AUFGABEN:
A) Beantworte diese Fragen zum Text über Europa nach Corona:
(i) Welche Freiheiten werden als Beispiele genannt?
(ii) In welchem Monat wurde die ECFR-Umfrage veröffentlicht?
(iii) Seit wessen Wahlsieg hat sich die Meinung über die USA in Europa verbessert?
B) Tausche im Text über Europa nach Corona „Klima“ gegen „Umfeld“ und schreibe dabei den Abschnitt neu, der bei „Mit der Rückgabe“ beginnt und bei „europäische Souveränitätspferd setzen.“ endet.
C) Fasse den Text über Europa nach Corona in drei Sätzen zusammen.

VORGEGEBENER TEXT:
=======

Mit der Rückgabe wichtiger Freiheiten - etwa, frei zu leben, zu arbeiten und zu reisen - können EU-Institutionen und -Mitgliedstaaten das Vertrauen in das europäische Projekt recht unmittelbar wieder aufbauen. Eine weitere Chance besteht darin, die Position der EU in der Welt nach Corona zu stärken. Gegenwärtig fühlen sich viele Europäerinnen und Europäer allein gelassen und befürchten Druck und Ausgrenzung durch andere internationale Mächte. In einem solchen Klima ist es kein Wunder, dass sie auf das europäische Souveränitätspferd setzen.
In gewöhnlichen Zeiten würden sie mit gutem Grund auf die USA und die transatlantischen Beziehungen zählen, um Rückhalt zu finden. Der Zustand der USA ist freilich nach der turbulenten Präsidentschaft Donald Trumps immer noch instabil. Wie die im Juni veröffentlichte ECFR-Umfrage zeigt, hat sich in Europa die Meinung über die USA seit dem Wahlsieg Joe Bidens zwar verbessert, doch überwiegt nach wie vor eine gedrückte Stimmung - denn viele europäische Bürgerinnen und Bürger sehen die USA als politisch zerrüttet und in hohem Maße als ein Land an, das die Werte oder Interessen der EU nicht teile.

=======

VORGEGEBENE DATEN:
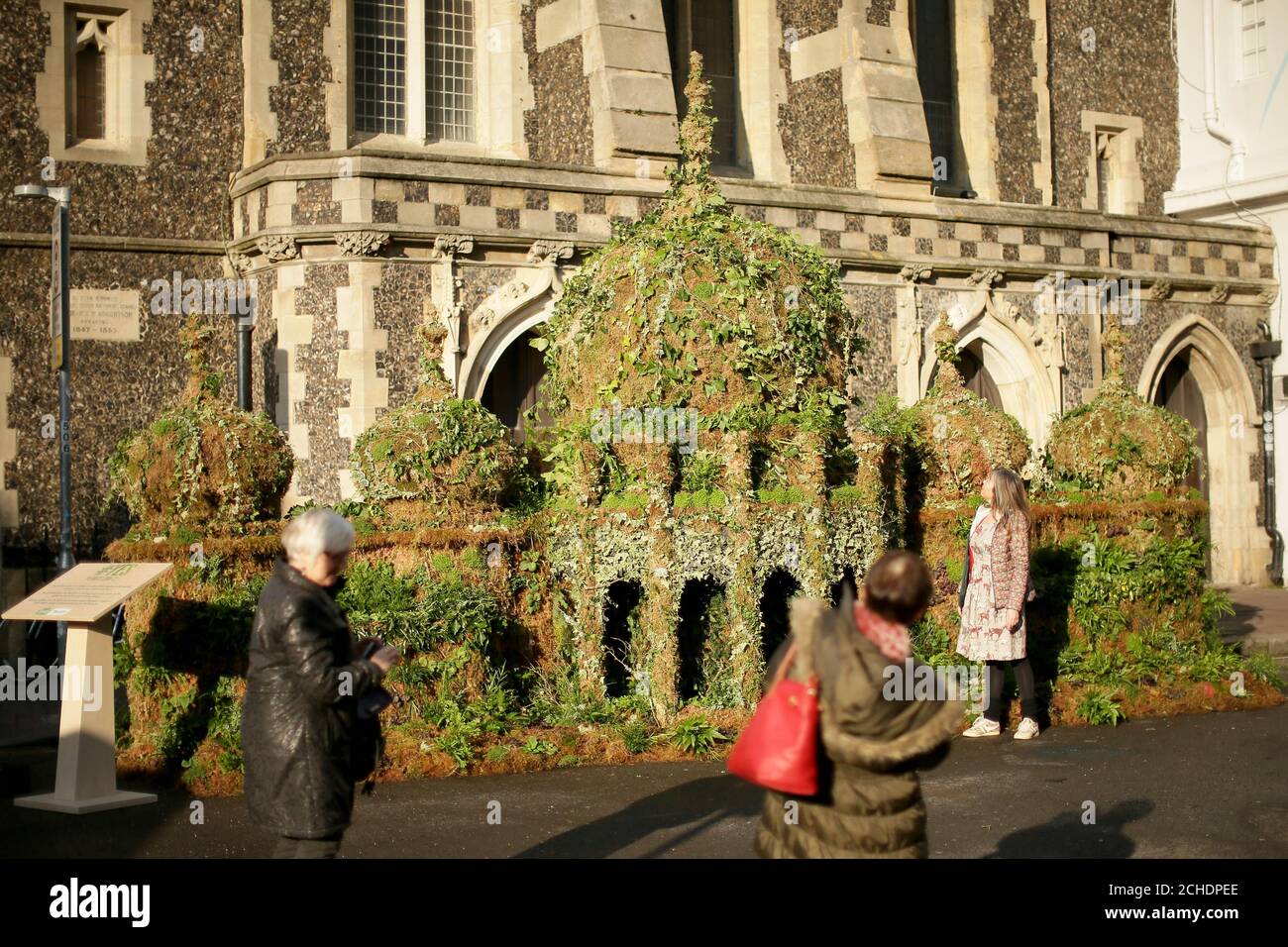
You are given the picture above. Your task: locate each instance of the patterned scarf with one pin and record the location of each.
(890, 637)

=======

LÖSUNGEN:
A)
(i) Frei zu leben, zu arbeiten und zu reisen.
(ii) Im Juni.
(iii) Seit dem Wahlsieg Joe Bidens.

B)
Mit der Rückgabe wichtiger Freiheiten - etwa, frei zu leben, zu arbeiten und zu reisen - können EU-Institutionen und -Mitgliedstaaten das Vertrauen in das europäische Projekt recht unmittelbar wieder aufbauen. Eine weitere Chance besteht darin, die Position der EU in der Welt nach Corona zu stärken. Gegenwärtig fühlen sich viele Europäerinnen und Europäer allein gelassen und befürchten Druck und Ausgrenzung durch andere internationale Mächte. In einem solchen Umfeld ist es kein Wunder, dass sie auf das europäische Souveränitätspferd setzen.

C) Mit der Rückgabe wichtiger Freiheiten können EU-Institutionen und Mitgliedstaaten das Vertrauen in das europäische Projekt wieder aufbauen und zudem die Position der EU in der Welt nach Corona stärken. Viele Europäerinnen und Europäer fühlen sich allein gelassen, fürchten Druck und Ausgrenzung durch andere Mächte und setzen auf europäische Souveränität. Die Lage der USA bleibt nach Trumps Präsidentschaft instabil, und laut einer ECFR-Umfrage überwiegt trotz verbesserter Meinung seit Bidens Wahlsieg eine gedrückte Stimmung, weil viele die USA als politisch zerrüttet sehen.